- Required actions -
a – Translate this sentence from the essay on the cathedral dream into Spanish: "I used to sit in church during Vespers and weep."
b – Write the next paragraph of the essay on the cathedral dream, picking up after its final sentence.

- Exercise text -
↓

Last night I dreamed I was inside a half-razed cathedral. Parts of the ceiling and walls had been destroyed. Dozens of icons were clustered together at one end of the nave, stoic and forgotten. From a distance they seemed beautiful and valuable. I knew the church was slated for demolition and decided to take some icons with me—to save them. But upon closer inspection, they were misshapen, garishly painted, and made of coarse, crumbly plaster. I searched among them for one that I recognized or might want—specifically for Mary—but they were ugly and unfamiliar to me. My husband used a chisel to remove a mosaic of Christ from the floor, and we took that.
When I woke, I knew the dream was a metaphor for my present relationship with the church. I used to sit in church during Vespers and weep. I loved being there. I wanted the inside of my heart to be like that, hushed and holy, a place where even the shadows were blessed. I loved feeling like I was part of something, that I was connected to the other people there, even if I didn’t know their names or speak their language.
Now when I go it just feels…like nothing. Even when it’s nice to see old friends and the homily is good, the feeling I used to get—that I’d stepped into some kind of current sweeping me toward god—that’s gone. I know the church hasn’t changed—the Orthodox Church’s whole deal is that it never changes. It’s me. Whether or not I desired it, my spiritual perspective continued to evolve.
To wit: right now, I really can’t get down with the notion that Jesus was the one and only son of god. So when I sit in church and observe all the pomp and circumstance, I can’t help but think Jesus would be face-palming it if he were there.
Christians, IMO, have made an idol out of Jesus. It calls to mind a horde of zombies, staggering arms-out towards “braaaaains.” Only instead of brains, it’s Jesus. The Savior. The Son of God. There’s a reason the Bible is chock-full of stories about people and idols. Humans like to worship stuff, and idols are easy. They’re portable and adorable and mascot-y. Idols don’t challenge your worldview. They don’t cause you to think about yourself. All you have to do is placate their demands (whatever you perceive those to be) and work yourself up into a frenzy on holy days.

↑

[Stored data entries]
↓

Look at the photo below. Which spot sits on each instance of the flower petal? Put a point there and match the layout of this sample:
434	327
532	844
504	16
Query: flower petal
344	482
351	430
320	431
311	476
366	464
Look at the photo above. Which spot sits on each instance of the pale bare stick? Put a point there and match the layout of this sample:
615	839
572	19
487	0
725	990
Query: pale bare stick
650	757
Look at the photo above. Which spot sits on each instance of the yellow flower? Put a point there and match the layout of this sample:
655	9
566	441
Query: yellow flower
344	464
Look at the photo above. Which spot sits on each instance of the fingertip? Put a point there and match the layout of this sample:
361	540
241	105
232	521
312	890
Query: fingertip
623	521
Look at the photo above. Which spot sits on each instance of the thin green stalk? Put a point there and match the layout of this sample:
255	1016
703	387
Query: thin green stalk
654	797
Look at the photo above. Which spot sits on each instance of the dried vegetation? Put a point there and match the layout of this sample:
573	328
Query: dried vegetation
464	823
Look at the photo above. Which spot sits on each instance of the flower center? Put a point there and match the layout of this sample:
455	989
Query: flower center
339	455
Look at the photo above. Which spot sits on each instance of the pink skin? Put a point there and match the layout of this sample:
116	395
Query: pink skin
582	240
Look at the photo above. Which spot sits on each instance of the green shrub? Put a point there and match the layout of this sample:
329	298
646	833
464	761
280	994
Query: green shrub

↑

- Exercise responses -
a – Solía sentarme en la iglesia durante las Vísperas y llorar.

b –
That’s how church seems to me. Like people just chanting and waving some smoke around so they can have an emotional catharsis or feel obedient. I can’t help but think that everyone’s missing Jesus’s message, which was often riddled with paradoxes and not straightforward at all — which to me indicates that he wanted people to think about what he was saying, to really give it some consideration. Take Luke 17:21. “Nor will people say, ‘Look, here it is,’ or ‘There it is.’ For the kingdom of God is within you.”
What is the kingdom of god, anyway? It sounds like something that god would be in control of, a perfect place where everything is just and groovy. So that couldn’t be Earth, right? It couldn’t be our present conflict- and disease-addled reality. But that seems to be exactly what Jesus was suggesting. Moreover, he said it’s inside of us, not at church (or temple, or mosque), and not in the afterlife. When I read that passage, I’m like, Please, Jesus, elaborate. Tell me how to get there, how to understand that, how to live in that kingdom.
But Jesus didn’t. He couldn’t. His message wasn’t a set of instructions; it was a clarion call, a warning—more smelling salts than Google-map. The zombies of Jesus’s time were the same as they are today: blind and mindless followers, out for themselves, devouring their neighbors. Jesus was like, Yo! Wake up! Zombies are coming and they will infect you! Find the kingdom, get inside the gates, it’s your only hope!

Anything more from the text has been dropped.